---- GIVEN INFORMATION

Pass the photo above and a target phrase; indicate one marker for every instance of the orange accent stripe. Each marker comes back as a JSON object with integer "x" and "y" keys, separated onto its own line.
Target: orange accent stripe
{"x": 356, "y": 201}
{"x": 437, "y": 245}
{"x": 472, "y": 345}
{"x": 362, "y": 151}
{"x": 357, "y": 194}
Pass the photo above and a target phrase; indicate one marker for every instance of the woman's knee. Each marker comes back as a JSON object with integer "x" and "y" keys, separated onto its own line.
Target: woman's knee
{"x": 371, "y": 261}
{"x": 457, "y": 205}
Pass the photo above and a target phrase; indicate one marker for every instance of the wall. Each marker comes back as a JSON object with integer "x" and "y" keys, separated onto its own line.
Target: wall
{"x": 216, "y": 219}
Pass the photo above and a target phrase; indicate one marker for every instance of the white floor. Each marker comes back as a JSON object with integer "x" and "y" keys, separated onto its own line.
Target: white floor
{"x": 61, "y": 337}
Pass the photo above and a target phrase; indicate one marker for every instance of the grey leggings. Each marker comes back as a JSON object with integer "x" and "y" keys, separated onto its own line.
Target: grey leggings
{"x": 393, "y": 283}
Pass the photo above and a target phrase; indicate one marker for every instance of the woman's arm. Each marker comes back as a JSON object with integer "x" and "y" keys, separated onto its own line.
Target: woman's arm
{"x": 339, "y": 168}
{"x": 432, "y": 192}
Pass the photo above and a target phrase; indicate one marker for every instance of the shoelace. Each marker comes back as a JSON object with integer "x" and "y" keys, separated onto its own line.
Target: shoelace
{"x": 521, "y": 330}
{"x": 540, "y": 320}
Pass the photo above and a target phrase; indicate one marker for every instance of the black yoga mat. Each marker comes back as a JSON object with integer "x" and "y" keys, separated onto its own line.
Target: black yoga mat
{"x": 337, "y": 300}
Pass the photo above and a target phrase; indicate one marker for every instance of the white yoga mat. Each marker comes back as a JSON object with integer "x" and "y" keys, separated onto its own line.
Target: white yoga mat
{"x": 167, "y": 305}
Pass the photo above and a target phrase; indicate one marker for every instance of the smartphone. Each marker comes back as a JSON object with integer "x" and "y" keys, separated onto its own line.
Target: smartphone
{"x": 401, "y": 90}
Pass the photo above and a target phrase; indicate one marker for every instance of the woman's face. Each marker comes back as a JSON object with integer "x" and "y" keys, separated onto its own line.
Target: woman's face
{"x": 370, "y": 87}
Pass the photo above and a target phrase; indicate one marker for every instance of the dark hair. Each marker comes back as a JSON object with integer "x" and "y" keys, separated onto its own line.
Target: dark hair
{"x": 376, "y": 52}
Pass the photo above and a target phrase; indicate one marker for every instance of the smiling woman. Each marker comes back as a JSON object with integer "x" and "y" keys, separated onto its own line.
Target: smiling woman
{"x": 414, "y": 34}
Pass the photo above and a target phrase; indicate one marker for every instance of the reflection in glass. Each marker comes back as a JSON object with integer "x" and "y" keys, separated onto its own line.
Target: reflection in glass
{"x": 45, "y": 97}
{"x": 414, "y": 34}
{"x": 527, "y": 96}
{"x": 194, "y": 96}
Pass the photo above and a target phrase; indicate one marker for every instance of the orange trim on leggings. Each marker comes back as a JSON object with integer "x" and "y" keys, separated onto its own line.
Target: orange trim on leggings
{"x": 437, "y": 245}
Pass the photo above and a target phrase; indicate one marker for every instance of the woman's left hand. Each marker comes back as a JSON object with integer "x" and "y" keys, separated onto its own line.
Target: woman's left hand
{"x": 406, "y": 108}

--------

TASK GOAL: Write out all of the lines above exactly as they appear, without changing anything.

EXERCISE OUTPUT:
Pass the photo above and a target phrase; indicate one marker for every instance of the orange accent stripe. Each marker comes back as a JSON object with integer "x" and "y" keys, separated onto its own line.
Target: orange accent stripe
{"x": 356, "y": 201}
{"x": 437, "y": 245}
{"x": 472, "y": 345}
{"x": 362, "y": 151}
{"x": 357, "y": 194}
Pass the photo above and a target phrase; indicate one marker for every instance of the woman's knee. Each marker comes back as a JSON object with integer "x" and "y" keys, separated onto its own line.
Target: woman's knee
{"x": 371, "y": 261}
{"x": 457, "y": 205}
Pass the photo above and a target phrase; indicate one marker for every instance of the wall. Each marker comes back as a JSON object with integer "x" and "y" keys, separated onto its own line.
Target: wall
{"x": 216, "y": 219}
Pass the photo above and a target phrase; indicate one marker for every instance of the white floor. Each marker comes back as a JSON object with integer "x" and "y" keys, separated onto its own line.
Target: white floor
{"x": 61, "y": 337}
Pass the photo above and a target phrase; indicate one marker for every instance of the grey leggings. Each marker comes back as a JSON object with integer "x" and "y" keys, separated onto its own line.
Target: grey leggings
{"x": 393, "y": 283}
Pass the photo above and a target phrase; indicate one marker for every instance of the woman's arm. Each marker comes back as a JSON object with integer "x" and "y" keys, separated onto its own line.
Target: woman's arm
{"x": 339, "y": 168}
{"x": 432, "y": 192}
Pass the photo above and a target phrase; indicate one marker for every instance of the shoelace. Each marker comes back as a JSON object with integer "x" and "y" keys, separated onto its own line.
Target: shoelace
{"x": 521, "y": 330}
{"x": 540, "y": 320}
Pass the photo above and a target phrase; indicate one marker for every instance of the black yoga mat. Each marker comes back as a JSON object with integer "x" and "y" keys, separated onto its own line.
Target: black yoga mat
{"x": 337, "y": 300}
Pass the photo above and a target phrase; indicate one marker for every instance of the white yoga mat. Each marker comes back as a JSON object with integer "x" and "y" keys, separated onto its own line.
Target: white yoga mat
{"x": 167, "y": 305}
Pass the photo above and a target phrase; indicate one marker for every instance of the smartphone. Each marker comes back as a JSON object with integer "x" and "y" keys, separated onto its own line.
Target: smartphone
{"x": 401, "y": 90}
Pass the photo above and a target phrase; indicate one marker for every instance of the woman's face. Each marker comes back as a JSON object with integer "x" and "y" keys, separated onto its own line.
Target: woman's face
{"x": 370, "y": 87}
Pass the photo above and a target phrase; indicate one marker for every instance of the dark hair. Each marker comes back as a JSON object with integer "x" and "y" keys, separated onto its own line.
Target: dark hair
{"x": 376, "y": 52}
Pass the photo above and a target phrase; indicate one marker for every instance of the smiling woman. Each marker comes back as a JSON object with integer "x" and "y" keys, separated onto its own line.
Target: smiling woman
{"x": 414, "y": 34}
Pass the photo above and a target phrase; indicate one marker for every instance of the reflection in glass. Each marker comes back as a JSON object with integer "x" and "y" keys, separated onto its own line.
Target: reflection in glass
{"x": 45, "y": 97}
{"x": 414, "y": 34}
{"x": 527, "y": 96}
{"x": 194, "y": 96}
Pass the photo above and a target phrase; indicate one marker for every instance of the orange trim on leggings. Each marker comes back as a JSON object with integer "x" and "y" keys, separated onto its own line.
Target: orange trim on leggings
{"x": 437, "y": 245}
Pass the photo above and a target phrase; indicate one marker for every instance of the woman's left hand. Each marker comes back as a JSON object with integer "x" and "y" keys, separated onto its own line.
Target: woman's left hand
{"x": 406, "y": 108}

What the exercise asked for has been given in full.